WHAT NEEDS TO BE DONE
Below are lines of data, and only some are wanted. Please repeat exactly those from the line that has "work: mark the" through the line that has "mode: segmentation".

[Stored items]
- Opening Delimiter -
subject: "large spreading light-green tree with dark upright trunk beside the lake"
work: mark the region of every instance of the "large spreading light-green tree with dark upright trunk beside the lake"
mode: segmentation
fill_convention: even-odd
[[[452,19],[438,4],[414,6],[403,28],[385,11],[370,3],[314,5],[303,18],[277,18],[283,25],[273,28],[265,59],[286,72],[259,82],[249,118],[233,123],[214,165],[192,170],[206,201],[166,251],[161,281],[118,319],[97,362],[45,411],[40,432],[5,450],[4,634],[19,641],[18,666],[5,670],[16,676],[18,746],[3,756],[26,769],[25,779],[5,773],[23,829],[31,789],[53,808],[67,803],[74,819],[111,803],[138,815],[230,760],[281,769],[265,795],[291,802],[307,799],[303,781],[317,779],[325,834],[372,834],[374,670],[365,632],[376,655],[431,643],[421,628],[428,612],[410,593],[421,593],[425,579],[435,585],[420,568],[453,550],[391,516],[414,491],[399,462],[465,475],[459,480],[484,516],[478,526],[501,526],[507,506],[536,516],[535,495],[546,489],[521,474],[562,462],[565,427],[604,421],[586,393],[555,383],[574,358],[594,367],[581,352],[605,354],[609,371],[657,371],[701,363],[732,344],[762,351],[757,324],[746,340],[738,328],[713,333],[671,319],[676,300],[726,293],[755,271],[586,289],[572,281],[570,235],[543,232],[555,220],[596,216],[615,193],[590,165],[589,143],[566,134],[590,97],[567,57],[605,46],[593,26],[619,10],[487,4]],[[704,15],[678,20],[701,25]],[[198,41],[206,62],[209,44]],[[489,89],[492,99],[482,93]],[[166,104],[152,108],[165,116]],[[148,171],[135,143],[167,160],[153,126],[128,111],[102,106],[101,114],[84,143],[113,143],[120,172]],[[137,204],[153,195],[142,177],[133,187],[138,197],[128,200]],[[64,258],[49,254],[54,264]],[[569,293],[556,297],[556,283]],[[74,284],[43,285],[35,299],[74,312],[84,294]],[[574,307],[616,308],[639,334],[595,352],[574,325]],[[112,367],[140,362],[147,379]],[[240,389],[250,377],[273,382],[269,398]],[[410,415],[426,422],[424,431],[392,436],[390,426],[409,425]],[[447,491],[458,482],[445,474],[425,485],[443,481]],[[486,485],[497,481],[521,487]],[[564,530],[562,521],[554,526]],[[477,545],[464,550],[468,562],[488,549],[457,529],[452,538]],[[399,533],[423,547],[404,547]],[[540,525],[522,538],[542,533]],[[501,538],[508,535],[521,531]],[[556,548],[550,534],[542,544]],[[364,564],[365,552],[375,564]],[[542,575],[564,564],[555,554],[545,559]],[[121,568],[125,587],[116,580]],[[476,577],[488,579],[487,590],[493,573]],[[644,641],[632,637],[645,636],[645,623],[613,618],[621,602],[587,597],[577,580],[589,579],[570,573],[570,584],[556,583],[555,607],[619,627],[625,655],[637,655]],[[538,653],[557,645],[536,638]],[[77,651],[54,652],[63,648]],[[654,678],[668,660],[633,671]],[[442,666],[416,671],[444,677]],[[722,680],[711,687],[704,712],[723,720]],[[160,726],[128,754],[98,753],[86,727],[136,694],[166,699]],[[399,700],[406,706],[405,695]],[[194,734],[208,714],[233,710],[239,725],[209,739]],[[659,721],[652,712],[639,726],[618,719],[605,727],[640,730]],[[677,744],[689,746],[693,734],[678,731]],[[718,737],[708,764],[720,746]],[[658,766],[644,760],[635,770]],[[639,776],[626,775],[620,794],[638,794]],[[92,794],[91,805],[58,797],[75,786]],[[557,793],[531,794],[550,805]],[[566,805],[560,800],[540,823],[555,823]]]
- Closing Delimiter -
TASK SOLUTION
work: mark the region of every instance of the "large spreading light-green tree with dark upright trunk beside the lake"
mode: segmentation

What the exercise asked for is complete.